* 本题任务 *
请原样写出列表中从开头起、到含有“box: [786, 58, 882, 212]”的那一行为止的各行，首尾两端都包括在内。答案里不要放入图片。

* 已收集的数据条目 *
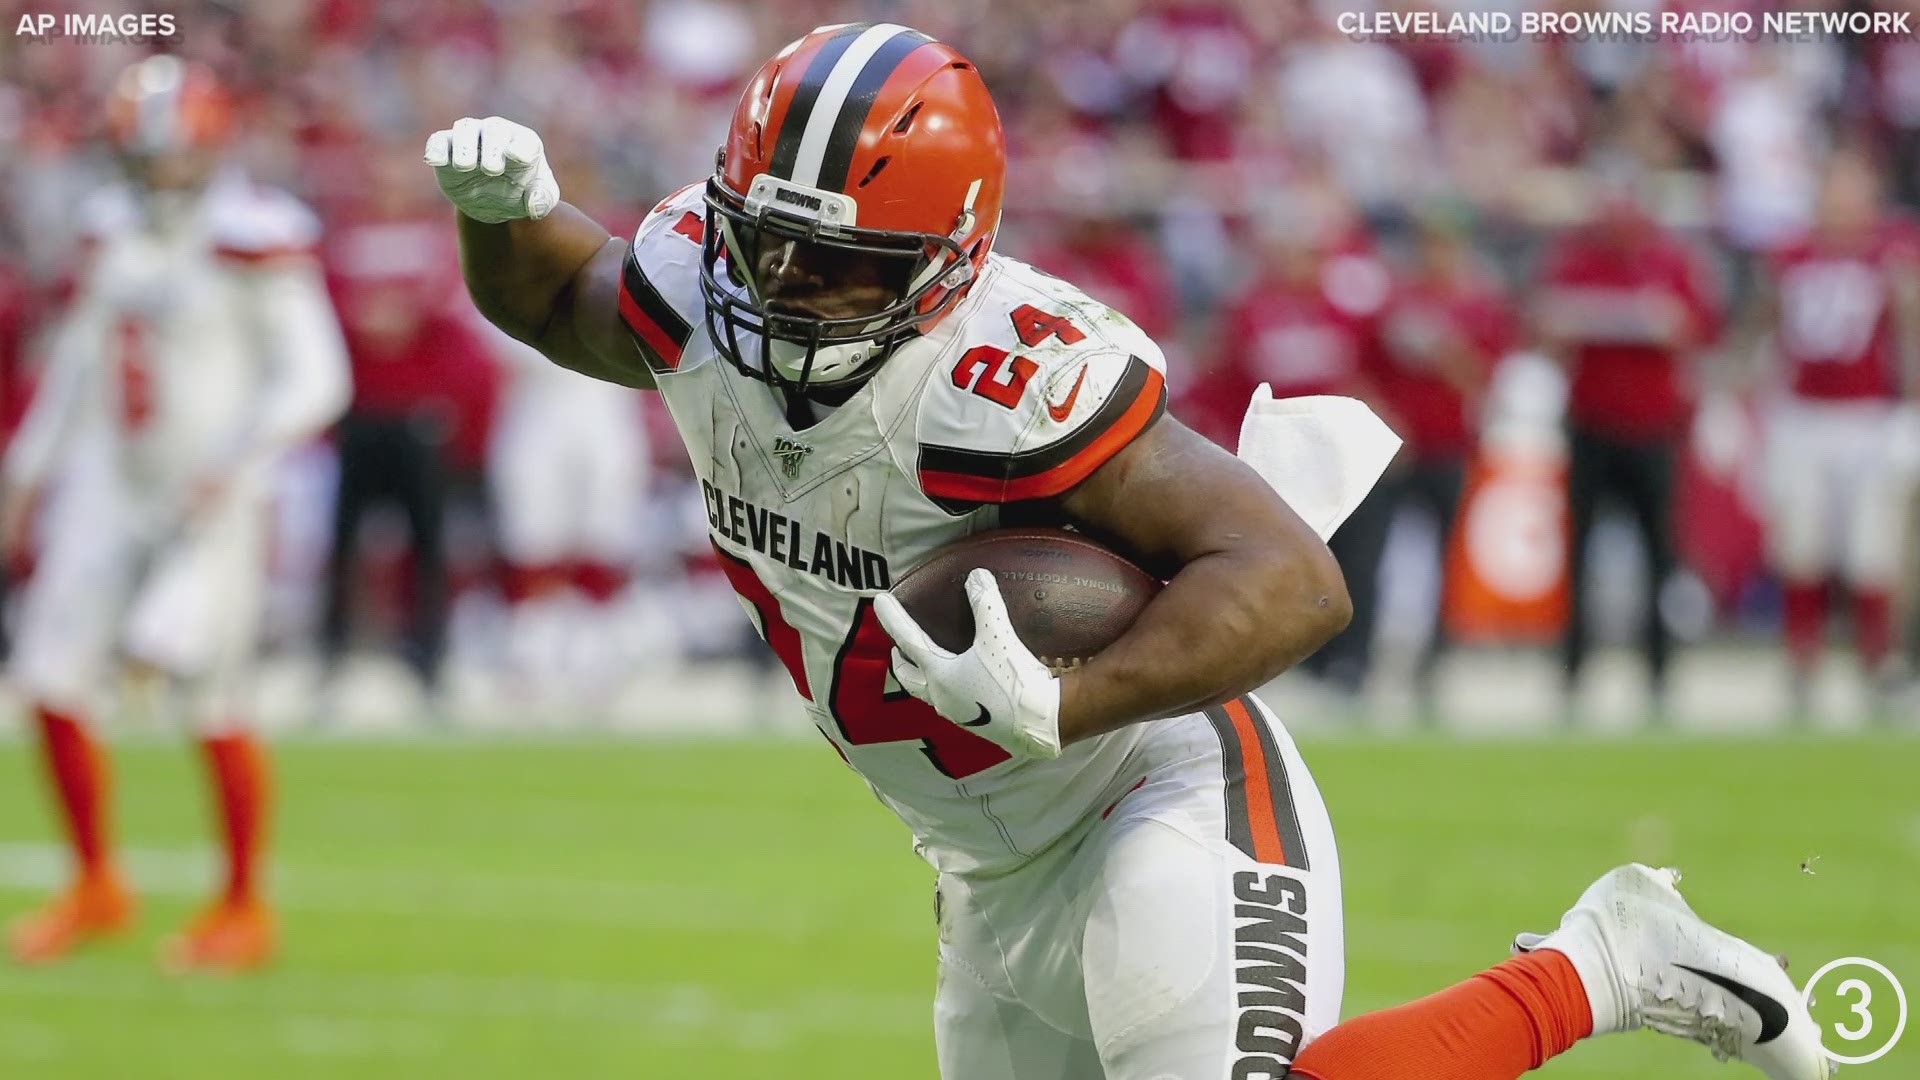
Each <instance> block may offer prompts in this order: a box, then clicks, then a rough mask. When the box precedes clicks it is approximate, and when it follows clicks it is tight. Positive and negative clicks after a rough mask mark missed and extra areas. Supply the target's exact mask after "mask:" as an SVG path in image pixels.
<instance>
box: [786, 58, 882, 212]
mask: <svg viewBox="0 0 1920 1080" xmlns="http://www.w3.org/2000/svg"><path fill="white" fill-rule="evenodd" d="M908 33H914V31H910V29H906V27H902V25H899V23H874V25H872V27H868V29H866V31H862V33H860V37H856V38H852V44H851V46H847V52H843V54H841V58H839V60H837V61H835V63H833V71H828V79H826V83H822V85H820V96H818V98H814V111H810V113H808V115H806V129H804V131H803V133H801V152H799V156H797V158H795V161H793V183H797V184H806V186H810V188H812V186H820V165H822V163H824V161H826V154H828V140H829V138H831V136H833V121H835V119H839V111H841V106H845V104H847V94H849V92H851V90H852V85H854V81H856V79H858V77H860V71H862V69H866V63H868V61H870V60H874V54H876V52H879V48H881V46H883V44H887V42H889V40H893V38H895V37H899V35H908ZM787 123H793V117H787Z"/></svg>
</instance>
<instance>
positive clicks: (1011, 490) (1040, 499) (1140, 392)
mask: <svg viewBox="0 0 1920 1080" xmlns="http://www.w3.org/2000/svg"><path fill="white" fill-rule="evenodd" d="M1164 394H1165V377H1164V375H1160V371H1156V369H1152V367H1148V369H1146V382H1144V384H1142V386H1140V392H1139V394H1135V398H1133V404H1131V405H1127V411H1125V413H1121V415H1119V419H1117V421H1114V425H1112V427H1108V429H1106V430H1104V432H1100V434H1098V436H1096V438H1094V440H1092V442H1089V444H1087V448H1085V450H1081V452H1079V454H1075V455H1073V457H1068V459H1066V461H1062V463H1060V465H1054V467H1052V469H1046V471H1044V473H1035V475H1031V477H1016V479H995V477H973V475H968V473H941V471H927V469H924V471H922V473H920V484H922V490H925V492H927V494H929V496H935V498H948V500H966V502H995V503H996V502H1021V500H1041V498H1052V496H1058V494H1060V492H1066V490H1071V488H1073V486H1075V484H1079V482H1081V480H1085V479H1087V477H1091V475H1092V473H1094V469H1098V467H1100V465H1106V463H1108V459H1110V457H1114V455H1116V454H1119V450H1121V448H1123V446H1127V444H1129V442H1133V440H1135V436H1139V434H1140V432H1142V430H1146V425H1148V423H1152V421H1154V417H1156V415H1160V404H1162V398H1164Z"/></svg>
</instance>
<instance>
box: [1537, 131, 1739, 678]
mask: <svg viewBox="0 0 1920 1080" xmlns="http://www.w3.org/2000/svg"><path fill="white" fill-rule="evenodd" d="M1597 175H1599V179H1601V184H1599V196H1597V198H1599V208H1597V217H1596V221H1594V223H1592V225H1586V227H1580V229H1574V231H1571V233H1569V234H1565V236H1561V238H1559V242H1557V244H1555V246H1553V248H1551V250H1549V252H1548V256H1546V269H1544V271H1542V275H1540V277H1542V288H1540V292H1538V294H1536V298H1534V304H1536V306H1534V321H1536V323H1534V325H1536V331H1538V334H1540V338H1542V342H1544V344H1546V348H1548V350H1549V352H1551V354H1553V356H1557V357H1559V359H1561V361H1563V363H1565V365H1567V375H1569V380H1571V388H1569V400H1567V442H1569V446H1567V455H1569V463H1567V469H1569V477H1567V509H1569V517H1571V523H1572V528H1571V536H1569V550H1567V577H1569V582H1571V586H1572V609H1571V613H1569V617H1567V634H1565V638H1563V659H1565V678H1567V684H1565V692H1567V705H1569V709H1571V707H1572V703H1574V698H1576V694H1578V686H1580V671H1582V667H1584V665H1586V657H1588V640H1590V625H1588V613H1590V603H1592V594H1594V588H1592V582H1590V580H1586V578H1588V575H1586V567H1588V555H1590V542H1592V538H1594V525H1596V523H1597V521H1599V509H1601V507H1603V505H1605V503H1619V509H1624V511H1626V513H1628V515H1630V519H1632V525H1634V530H1636V532H1638V538H1640V550H1642V555H1644V561H1645V577H1644V578H1642V580H1644V590H1642V651H1644V655H1645V663H1647V684H1649V703H1651V709H1649V711H1651V713H1653V715H1661V711H1663V709H1665V703H1667V673H1668V661H1670V640H1672V632H1670V630H1668V626H1667V619H1665V613H1663V609H1661V590H1663V586H1665V584H1667V580H1668V577H1670V575H1672V571H1674V538H1672V492H1674V457H1676V454H1678V450H1680V438H1682V436H1684V434H1686V430H1688V425H1690V421H1692V415H1693V405H1692V394H1693V390H1692V379H1693V373H1692V363H1693V357H1695V352H1697V350H1699V348H1701V346H1705V344H1709V342H1713V338H1715V332H1716V331H1715V321H1716V317H1718V315H1716V311H1715V304H1713V290H1711V288H1713V286H1711V282H1709V279H1707V271H1705V267H1703V265H1701V263H1699V261H1697V258H1695V256H1693V252H1692V250H1690V248H1688V246H1686V244H1684V242H1682V240H1680V238H1678V236H1674V233H1670V231H1668V229H1667V227H1663V225H1661V223H1659V219H1655V217H1653V213H1651V211H1649V198H1651V192H1649V190H1647V177H1645V175H1644V173H1640V171H1638V167H1634V165H1628V163H1624V161H1609V163H1605V165H1603V167H1601V169H1599V171H1597Z"/></svg>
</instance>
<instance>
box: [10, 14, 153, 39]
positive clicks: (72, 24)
mask: <svg viewBox="0 0 1920 1080" xmlns="http://www.w3.org/2000/svg"><path fill="white" fill-rule="evenodd" d="M175 33H179V25H177V23H175V19H173V12H142V13H132V12H123V13H117V15H113V13H102V12H63V13H58V15H52V13H46V12H21V15H19V21H17V23H13V37H15V38H19V40H42V42H44V40H61V38H65V40H84V42H94V44H100V42H119V40H154V38H171V37H173V35H175Z"/></svg>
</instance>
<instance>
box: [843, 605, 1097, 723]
mask: <svg viewBox="0 0 1920 1080" xmlns="http://www.w3.org/2000/svg"><path fill="white" fill-rule="evenodd" d="M966 600H968V603H970V605H972V607H973V648H970V650H968V651H964V653H958V655H956V653H950V651H947V650H943V648H939V646H935V644H933V638H929V636H927V632H925V630H922V628H920V625H918V623H914V617H912V615H908V613H906V607H900V601H899V600H895V598H893V594H889V592H883V594H879V596H876V598H874V613H876V615H879V625H881V626H885V628H887V636H891V638H893V644H895V650H893V676H895V678H897V680H899V682H900V686H902V688H906V692H908V694H912V696H914V698H920V700H922V701H925V703H927V705H933V711H935V713H939V715H943V717H947V719H948V721H952V723H956V724H960V726H964V728H968V730H972V732H973V734H979V736H985V738H987V740H991V742H995V744H998V746H1002V748H1004V749H1008V751H1012V753H1014V755H1016V757H1039V759H1043V761H1046V759H1054V757H1060V680H1058V678H1054V675H1052V673H1050V671H1046V665H1044V663H1041V659H1039V657H1035V655H1033V651H1029V650H1027V646H1023V644H1021V642H1020V638H1018V636H1016V634H1014V621H1012V619H1010V617H1008V615H1006V601H1004V600H1000V584H998V582H995V580H993V571H985V569H975V571H973V573H970V575H968V577H966Z"/></svg>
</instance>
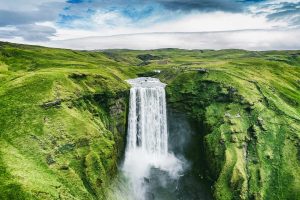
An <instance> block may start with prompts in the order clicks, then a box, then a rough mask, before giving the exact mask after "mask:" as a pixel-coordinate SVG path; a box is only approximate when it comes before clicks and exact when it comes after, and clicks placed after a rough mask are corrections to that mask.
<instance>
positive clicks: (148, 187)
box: [114, 78, 209, 200]
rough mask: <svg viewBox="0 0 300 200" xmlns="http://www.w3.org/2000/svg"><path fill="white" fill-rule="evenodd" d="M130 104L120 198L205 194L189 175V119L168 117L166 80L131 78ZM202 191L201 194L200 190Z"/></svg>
mask: <svg viewBox="0 0 300 200" xmlns="http://www.w3.org/2000/svg"><path fill="white" fill-rule="evenodd" d="M128 83H129V84H131V85H132V88H131V90H130V103H129V104H130V105H129V116H128V136H127V145H126V152H125V159H124V163H123V165H122V173H123V174H124V176H125V179H126V181H124V182H123V186H124V185H126V186H125V187H121V186H120V184H119V186H118V189H117V190H114V193H115V196H117V199H118V200H121V199H122V200H123V199H128V200H129V199H130V200H154V199H155V200H169V199H170V200H171V199H172V200H173V199H189V200H192V199H195V200H196V199H209V198H203V196H204V197H205V195H203V192H202V190H201V189H200V190H199V187H200V188H201V185H199V183H198V182H197V181H196V180H195V179H194V177H192V176H189V175H187V174H188V171H189V169H190V162H188V161H187V160H186V159H185V158H184V156H183V155H184V153H183V152H184V148H185V147H186V146H187V145H188V141H189V140H190V139H191V138H190V136H191V131H190V130H191V128H190V127H189V124H188V122H187V121H186V120H184V119H181V117H180V116H178V115H171V116H172V118H173V119H175V120H176V121H177V122H179V123H175V124H174V123H170V124H171V126H170V127H169V130H170V133H168V121H167V110H166V95H165V86H166V85H165V84H163V83H161V82H160V81H159V80H158V79H155V78H137V79H131V80H128ZM199 193H200V194H199Z"/></svg>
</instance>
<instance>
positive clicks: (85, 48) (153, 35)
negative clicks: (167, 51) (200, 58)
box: [47, 29, 300, 50]
mask: <svg viewBox="0 0 300 200" xmlns="http://www.w3.org/2000/svg"><path fill="white" fill-rule="evenodd" d="M294 38H300V30H297V29H295V30H289V31H278V30H269V31H266V30H247V31H225V32H202V33H146V34H129V35H116V36H107V37H88V38H81V39H72V40H63V41H52V42H50V43H48V44H47V45H48V46H52V47H64V48H71V49H85V50H94V49H158V48H183V49H229V48H235V49H236V48H237V49H248V50H271V49H300V41H299V40H295V39H294Z"/></svg>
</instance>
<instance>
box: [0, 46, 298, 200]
mask: <svg viewBox="0 0 300 200" xmlns="http://www.w3.org/2000/svg"><path fill="white" fill-rule="evenodd" d="M154 70H156V71H154ZM137 75H139V76H156V77H159V78H160V79H161V81H163V82H166V83H168V86H167V95H168V96H167V97H168V98H167V100H168V102H169V106H170V107H172V109H175V110H179V111H181V112H184V113H186V114H187V115H188V116H189V117H190V118H191V121H192V122H193V123H195V125H197V126H196V127H199V128H198V129H199V130H198V132H199V136H200V137H197V138H196V139H197V141H198V142H197V143H195V144H198V145H195V146H193V148H194V149H193V151H196V152H195V154H194V155H191V157H193V158H195V159H196V157H198V155H199V156H202V157H204V158H205V159H204V160H206V162H205V163H203V162H196V161H195V163H194V166H193V168H194V170H193V171H194V173H195V175H197V177H204V178H205V179H206V180H207V181H208V182H210V184H211V185H212V186H213V187H212V188H213V189H212V190H213V191H212V192H213V193H214V197H215V198H216V199H300V188H299V186H300V161H299V160H300V157H299V155H300V139H299V137H300V114H299V113H300V79H299V77H300V51H269V52H249V51H243V50H221V51H213V50H194V51H186V50H179V49H162V50H153V51H130V50H109V51H101V52H97V51H95V52H87V51H72V50H63V49H51V48H43V47H36V46H26V45H16V44H9V43H0V199H105V198H106V193H107V190H108V188H109V185H110V183H111V181H112V180H113V178H114V176H116V174H117V162H118V160H119V158H120V157H121V156H122V150H123V146H124V138H125V134H126V115H127V114H126V113H127V103H128V95H129V92H128V91H129V86H128V85H127V84H126V83H125V81H124V80H126V79H128V78H133V77H136V76H137ZM200 147H204V148H202V149H204V152H202V151H201V150H200V149H199V148H200ZM199 174H200V176H199Z"/></svg>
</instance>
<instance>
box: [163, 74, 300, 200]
mask: <svg viewBox="0 0 300 200" xmlns="http://www.w3.org/2000/svg"><path fill="white" fill-rule="evenodd" d="M171 73H172V76H169V74H171ZM161 77H162V79H164V78H165V80H166V81H167V82H168V83H169V85H168V87H167V94H168V100H169V104H170V106H171V107H172V108H173V109H178V110H180V111H181V112H185V113H188V115H189V116H190V118H191V119H194V120H195V121H194V123H195V125H196V126H197V124H198V126H199V127H200V128H198V134H199V135H200V139H199V140H198V141H199V147H198V152H201V147H200V146H203V147H204V152H203V153H202V155H199V156H201V157H205V160H206V162H205V163H203V162H201V163H198V166H197V163H196V164H195V166H194V168H196V169H197V168H198V169H199V172H198V173H202V174H203V176H205V177H206V179H207V180H210V182H211V185H212V186H213V194H214V198H215V199H299V197H300V196H299V191H300V190H299V189H300V188H299V172H298V170H299V134H297V132H299V113H298V114H297V109H296V108H295V109H291V107H290V103H291V102H292V101H293V99H285V98H284V97H283V96H280V94H282V93H281V92H280V88H276V85H269V84H268V83H266V82H264V83H263V81H255V80H250V79H247V78H248V77H247V76H245V77H235V76H232V75H227V72H222V71H211V72H210V74H206V75H204V74H203V73H199V72H190V71H185V72H182V71H181V72H176V71H172V72H166V73H165V74H161ZM170 77H171V78H170ZM224 77H226V79H224ZM251 78H252V79H256V78H259V75H257V76H256V77H251ZM294 82H296V80H294ZM285 86H286V87H288V85H285ZM277 87H278V85H277ZM294 89H295V91H294V92H297V91H296V88H294ZM295 100H296V99H295ZM296 101H297V100H296ZM296 101H295V102H296ZM201 136H202V137H201ZM292 163H293V164H292ZM199 164H201V165H202V166H200V165H199ZM203 165H205V168H206V170H204V171H203V170H202V171H201V169H203Z"/></svg>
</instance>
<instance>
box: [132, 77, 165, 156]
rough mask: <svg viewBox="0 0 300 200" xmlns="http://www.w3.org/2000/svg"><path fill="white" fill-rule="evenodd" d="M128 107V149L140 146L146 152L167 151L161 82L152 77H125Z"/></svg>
mask: <svg viewBox="0 0 300 200" xmlns="http://www.w3.org/2000/svg"><path fill="white" fill-rule="evenodd" d="M128 82H129V83H130V84H131V85H132V86H133V87H132V88H131V90H130V108H129V110H130V111H129V117H128V122H129V124H128V147H127V148H128V149H127V150H128V151H131V150H134V149H137V148H140V150H142V151H145V152H146V153H149V154H155V155H158V156H159V155H164V154H167V152H168V133H167V114H166V98H165V89H164V88H165V84H163V83H160V82H159V81H158V80H157V79H154V78H151V79H150V78H139V79H133V80H129V81H128Z"/></svg>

* 作答区域 *
Each <instance> block may offer prompts in this order: a box, then clicks, then a rough mask. When the box precedes clicks it is approximate, and when it follows clicks it is tight. Positive and negative clicks after a rough mask mark missed and extra areas. Supply the target's exact mask after "mask:" as an SVG path in image pixels.
<instance>
box: [786, 58, 882, 212]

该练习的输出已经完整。